### [TASK STATEMENT]
From the line containing "output [[55, 219]]." down to the last line, set down each line exactly as it is, and nothing more. Leave the pictures out.

-------- PROVIDED DATA --------

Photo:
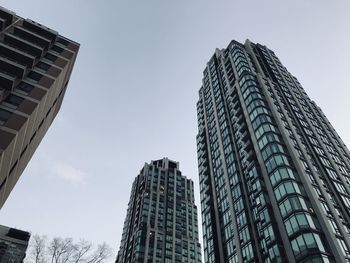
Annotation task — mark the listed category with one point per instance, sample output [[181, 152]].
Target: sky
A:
[[133, 92]]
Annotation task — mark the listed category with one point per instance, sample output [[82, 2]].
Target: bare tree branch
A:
[[61, 250]]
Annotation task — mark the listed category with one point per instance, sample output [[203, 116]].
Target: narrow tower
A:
[[35, 66], [274, 174], [161, 222]]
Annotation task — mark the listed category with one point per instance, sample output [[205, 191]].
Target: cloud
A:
[[69, 173]]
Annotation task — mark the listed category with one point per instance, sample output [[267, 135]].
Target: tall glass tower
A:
[[274, 174], [161, 222]]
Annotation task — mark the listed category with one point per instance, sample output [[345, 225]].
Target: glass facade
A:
[[274, 174], [161, 223]]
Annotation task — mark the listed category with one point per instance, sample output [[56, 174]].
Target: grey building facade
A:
[[35, 66], [161, 222], [13, 244], [274, 174]]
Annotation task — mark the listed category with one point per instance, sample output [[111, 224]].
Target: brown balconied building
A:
[[35, 66]]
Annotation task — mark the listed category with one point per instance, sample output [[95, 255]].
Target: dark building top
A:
[[13, 244], [161, 222], [35, 66], [274, 174]]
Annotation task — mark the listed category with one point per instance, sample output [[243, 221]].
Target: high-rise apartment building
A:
[[161, 222], [35, 66], [274, 174], [13, 244]]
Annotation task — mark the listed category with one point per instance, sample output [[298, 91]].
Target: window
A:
[[25, 87], [4, 116], [305, 242], [51, 57], [14, 100], [45, 67], [57, 49], [35, 76]]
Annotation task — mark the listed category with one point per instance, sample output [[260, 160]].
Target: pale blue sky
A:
[[132, 95]]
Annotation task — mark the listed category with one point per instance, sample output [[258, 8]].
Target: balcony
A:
[[6, 17], [16, 55], [32, 37], [40, 30], [12, 67], [7, 81], [24, 45]]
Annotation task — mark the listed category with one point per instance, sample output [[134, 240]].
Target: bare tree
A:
[[38, 246], [102, 252], [60, 250]]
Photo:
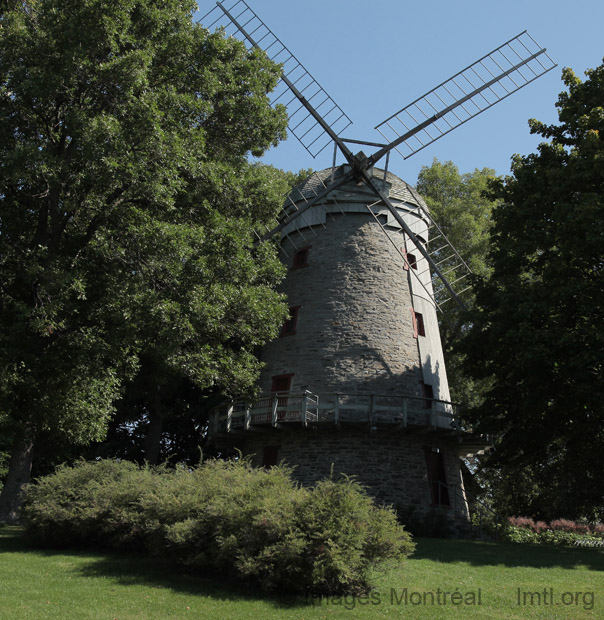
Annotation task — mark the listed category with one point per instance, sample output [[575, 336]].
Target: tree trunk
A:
[[155, 427], [19, 472]]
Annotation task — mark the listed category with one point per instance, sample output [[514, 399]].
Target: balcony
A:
[[295, 409]]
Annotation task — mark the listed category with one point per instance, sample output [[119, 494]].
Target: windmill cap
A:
[[316, 182]]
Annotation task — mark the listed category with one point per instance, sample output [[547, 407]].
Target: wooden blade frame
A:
[[489, 80]]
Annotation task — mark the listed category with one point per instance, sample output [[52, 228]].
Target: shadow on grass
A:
[[130, 569], [480, 553]]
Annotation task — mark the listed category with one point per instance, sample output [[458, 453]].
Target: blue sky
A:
[[375, 57]]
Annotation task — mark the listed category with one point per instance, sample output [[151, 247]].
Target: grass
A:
[[79, 585]]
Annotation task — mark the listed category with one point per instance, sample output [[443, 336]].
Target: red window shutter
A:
[[419, 321], [289, 327], [281, 383]]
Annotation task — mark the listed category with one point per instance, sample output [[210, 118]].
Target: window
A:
[[281, 383], [428, 394], [270, 456], [301, 258], [437, 481], [289, 327], [418, 324]]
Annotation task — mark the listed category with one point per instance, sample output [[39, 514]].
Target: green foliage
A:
[[127, 210], [460, 206], [435, 523], [560, 532], [253, 524], [537, 331]]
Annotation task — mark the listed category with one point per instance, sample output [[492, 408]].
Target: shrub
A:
[[252, 524], [515, 533], [558, 537]]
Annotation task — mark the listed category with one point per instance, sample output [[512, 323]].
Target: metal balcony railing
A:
[[304, 408]]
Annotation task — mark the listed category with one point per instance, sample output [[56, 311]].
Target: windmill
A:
[[374, 344]]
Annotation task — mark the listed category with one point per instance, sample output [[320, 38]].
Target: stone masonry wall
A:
[[391, 465], [354, 331]]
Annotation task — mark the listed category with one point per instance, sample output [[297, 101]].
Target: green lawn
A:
[[39, 584]]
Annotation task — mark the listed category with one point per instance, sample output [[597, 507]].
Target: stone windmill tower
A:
[[356, 382]]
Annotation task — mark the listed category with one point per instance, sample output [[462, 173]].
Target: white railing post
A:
[[304, 407], [275, 405], [229, 418]]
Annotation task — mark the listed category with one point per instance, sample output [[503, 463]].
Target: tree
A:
[[127, 211], [460, 206], [165, 407], [538, 328]]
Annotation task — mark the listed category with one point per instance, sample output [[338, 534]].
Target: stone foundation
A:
[[392, 465]]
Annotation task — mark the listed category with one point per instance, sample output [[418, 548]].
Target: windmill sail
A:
[[315, 119], [473, 90]]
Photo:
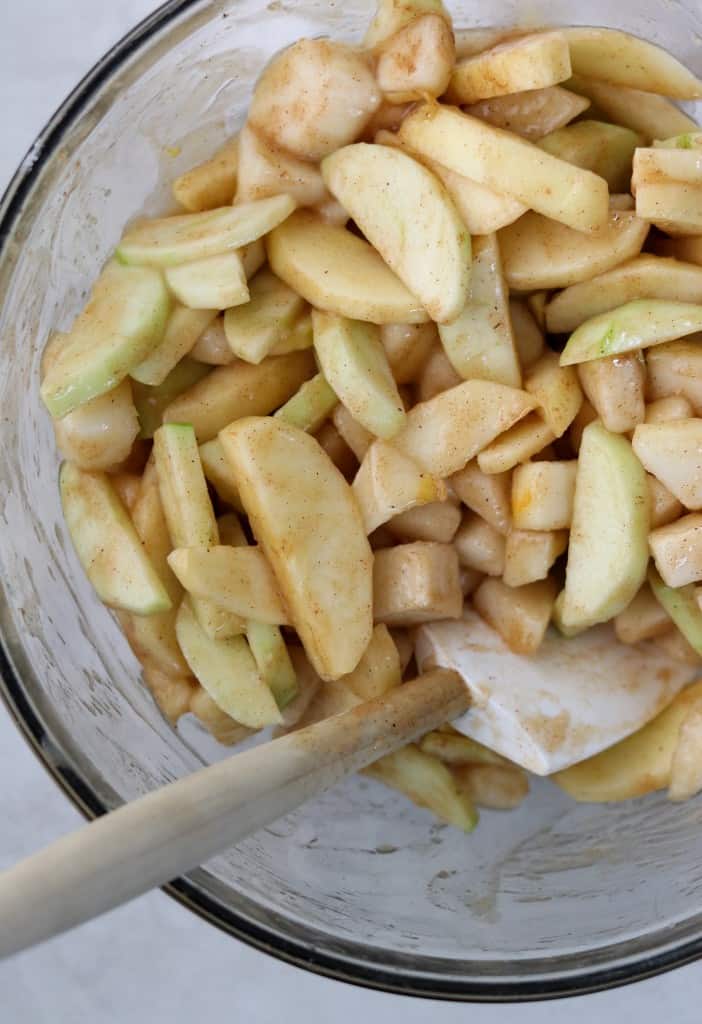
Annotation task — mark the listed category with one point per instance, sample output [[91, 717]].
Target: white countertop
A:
[[152, 961]]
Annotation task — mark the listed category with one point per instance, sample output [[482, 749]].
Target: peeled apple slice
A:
[[353, 360], [409, 218], [609, 551], [169, 241], [227, 671], [304, 515], [107, 545], [336, 270], [634, 326], [123, 322]]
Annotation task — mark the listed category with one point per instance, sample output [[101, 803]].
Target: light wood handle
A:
[[159, 837]]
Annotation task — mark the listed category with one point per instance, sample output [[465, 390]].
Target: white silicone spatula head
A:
[[571, 699]]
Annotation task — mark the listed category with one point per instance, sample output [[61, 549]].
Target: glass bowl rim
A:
[[84, 798]]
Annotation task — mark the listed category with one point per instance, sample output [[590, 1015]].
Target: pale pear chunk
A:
[[314, 96], [608, 552], [337, 271], [300, 506], [409, 218], [508, 164]]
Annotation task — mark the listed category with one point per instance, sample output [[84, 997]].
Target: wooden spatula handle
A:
[[159, 837]]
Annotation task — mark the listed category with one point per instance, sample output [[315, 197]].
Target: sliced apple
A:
[[537, 253], [620, 58], [508, 164], [106, 544], [123, 322], [632, 327], [227, 671], [187, 237], [336, 270], [444, 433], [608, 552], [408, 217], [353, 360], [480, 342], [643, 278], [300, 506]]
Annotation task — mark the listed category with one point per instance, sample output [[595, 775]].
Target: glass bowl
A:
[[554, 898]]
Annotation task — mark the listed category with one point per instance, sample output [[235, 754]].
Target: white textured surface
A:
[[154, 962]]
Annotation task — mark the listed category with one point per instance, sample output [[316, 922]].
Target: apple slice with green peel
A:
[[681, 604], [107, 545], [123, 322], [336, 270], [632, 327], [353, 360], [227, 671], [609, 550], [213, 283], [188, 237], [255, 329], [407, 215], [304, 515], [183, 329]]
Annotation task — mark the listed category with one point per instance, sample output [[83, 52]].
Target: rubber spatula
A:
[[573, 698]]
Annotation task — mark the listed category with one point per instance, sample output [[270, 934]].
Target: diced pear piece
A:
[[409, 218], [508, 164], [314, 96], [615, 388], [264, 171], [480, 546], [632, 327], [539, 253], [236, 579], [643, 278], [672, 452], [528, 62], [519, 443], [182, 332], [542, 495], [255, 329], [644, 619], [634, 766], [479, 342], [683, 606], [227, 671], [353, 360], [336, 270], [606, 150], [418, 60], [388, 483], [415, 583], [239, 389], [123, 322], [620, 58], [391, 15], [557, 390], [309, 407], [444, 433], [608, 552], [651, 116], [299, 506], [210, 184], [488, 496], [529, 555], [520, 614], [187, 237], [676, 550], [106, 544], [531, 114], [99, 434]]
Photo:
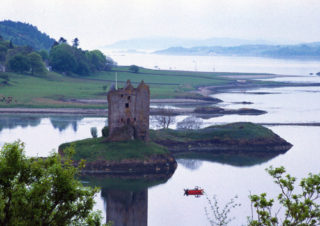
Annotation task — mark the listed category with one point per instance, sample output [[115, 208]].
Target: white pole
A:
[[116, 80]]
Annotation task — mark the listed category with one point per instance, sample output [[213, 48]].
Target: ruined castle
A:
[[128, 112]]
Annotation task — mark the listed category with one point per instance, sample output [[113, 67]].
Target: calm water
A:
[[162, 202], [218, 63]]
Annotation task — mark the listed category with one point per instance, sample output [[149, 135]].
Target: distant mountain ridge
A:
[[307, 50], [24, 34], [156, 43]]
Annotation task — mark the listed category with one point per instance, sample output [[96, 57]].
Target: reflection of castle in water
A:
[[126, 208], [12, 122]]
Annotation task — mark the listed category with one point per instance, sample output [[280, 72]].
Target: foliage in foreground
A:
[[35, 191], [299, 208], [217, 216], [296, 208]]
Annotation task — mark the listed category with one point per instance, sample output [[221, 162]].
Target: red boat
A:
[[196, 191]]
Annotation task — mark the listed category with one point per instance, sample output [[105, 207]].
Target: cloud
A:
[[100, 22]]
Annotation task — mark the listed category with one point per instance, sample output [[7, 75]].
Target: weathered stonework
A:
[[128, 113]]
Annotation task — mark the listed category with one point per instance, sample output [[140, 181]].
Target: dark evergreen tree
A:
[[19, 63], [75, 42], [62, 40]]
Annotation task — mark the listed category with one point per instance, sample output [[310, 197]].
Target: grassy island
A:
[[126, 157], [234, 137], [93, 149], [155, 157]]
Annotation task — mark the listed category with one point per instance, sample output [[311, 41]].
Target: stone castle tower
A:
[[128, 112]]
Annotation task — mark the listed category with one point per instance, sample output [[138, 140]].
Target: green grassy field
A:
[[56, 90], [93, 149], [232, 131]]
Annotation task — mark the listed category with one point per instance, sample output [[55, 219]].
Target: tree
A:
[[44, 55], [18, 63], [299, 208], [36, 64], [62, 58], [134, 69], [37, 191], [97, 59], [75, 43], [62, 40], [217, 216]]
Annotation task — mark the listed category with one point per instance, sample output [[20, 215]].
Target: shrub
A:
[[94, 132], [134, 69], [105, 131]]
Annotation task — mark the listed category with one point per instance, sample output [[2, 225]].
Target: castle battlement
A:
[[128, 112]]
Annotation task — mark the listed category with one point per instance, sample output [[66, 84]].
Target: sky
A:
[[101, 22]]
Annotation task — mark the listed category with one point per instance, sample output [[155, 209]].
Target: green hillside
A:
[[23, 34]]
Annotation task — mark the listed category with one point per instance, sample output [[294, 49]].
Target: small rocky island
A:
[[129, 147]]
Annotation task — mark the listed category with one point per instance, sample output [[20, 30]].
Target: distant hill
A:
[[307, 50], [156, 43], [24, 34]]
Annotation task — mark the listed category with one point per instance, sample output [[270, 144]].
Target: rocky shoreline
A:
[[155, 165], [216, 146]]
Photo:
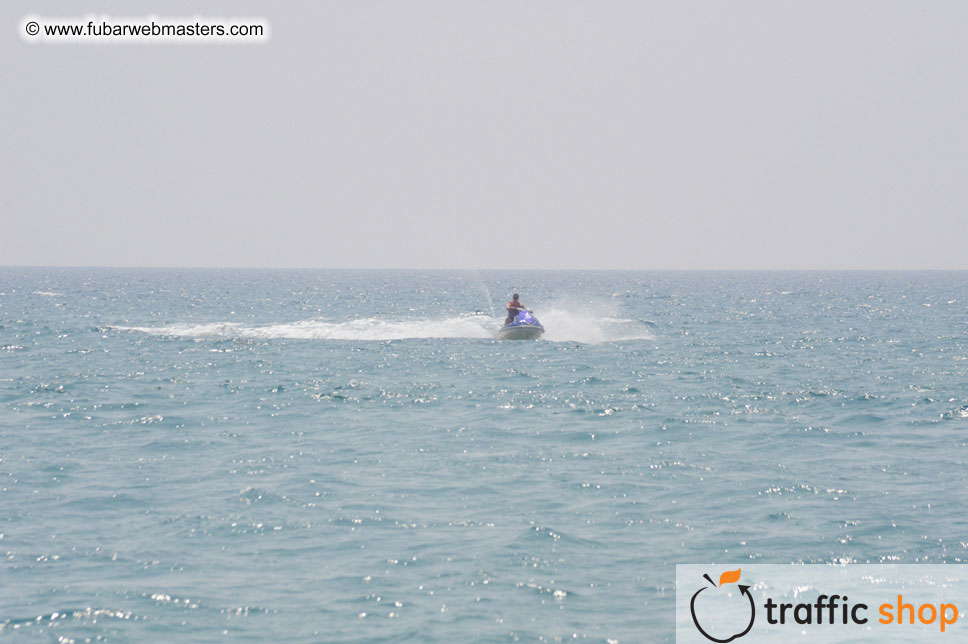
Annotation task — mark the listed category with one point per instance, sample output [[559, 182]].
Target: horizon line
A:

--------

### [RESULT OF THE EXERCISE]
Annotation task — mark the listed category with one point per instance, sample output [[55, 219]].
Target: tree
A:
[[44, 55], [18, 63], [299, 208], [36, 64], [62, 58], [134, 69], [37, 191], [97, 59], [75, 43], [62, 40], [217, 216]]
Annotation task — mark the listed category with one point per instance, sample output [[20, 215]].
Target: shrub
A:
[[94, 132], [134, 69], [105, 131]]
Annotation task — mark the listed category with one point per instance, sample output [[2, 225]].
Target: castle battlement
A:
[[128, 112]]
Annotation task — mark the listed category with one point per instance, sample output [[66, 84]].
Target: sky
A:
[[101, 22]]
Annotation task — mark the listed category with one point per instance, sample output [[155, 209]].
Target: green hillside
A:
[[23, 34]]
Annotation task — mark the listed category with one point per instance, sample output [[294, 49]].
Target: small rocky island
A:
[[129, 147]]
Annotation task — mark the listed category with one point per instance, sample output [[20, 30]].
Target: distant hill
A:
[[307, 50], [156, 43], [24, 34]]
Annotation task — mark the listed category with one point per instance, sample output [[270, 144]].
Target: rocky shoreline
A:
[[155, 165], [216, 146]]
Photo:
Annotation task — mark the listed category with one point per instance, sample output [[559, 182]].
Target: horizon line
A:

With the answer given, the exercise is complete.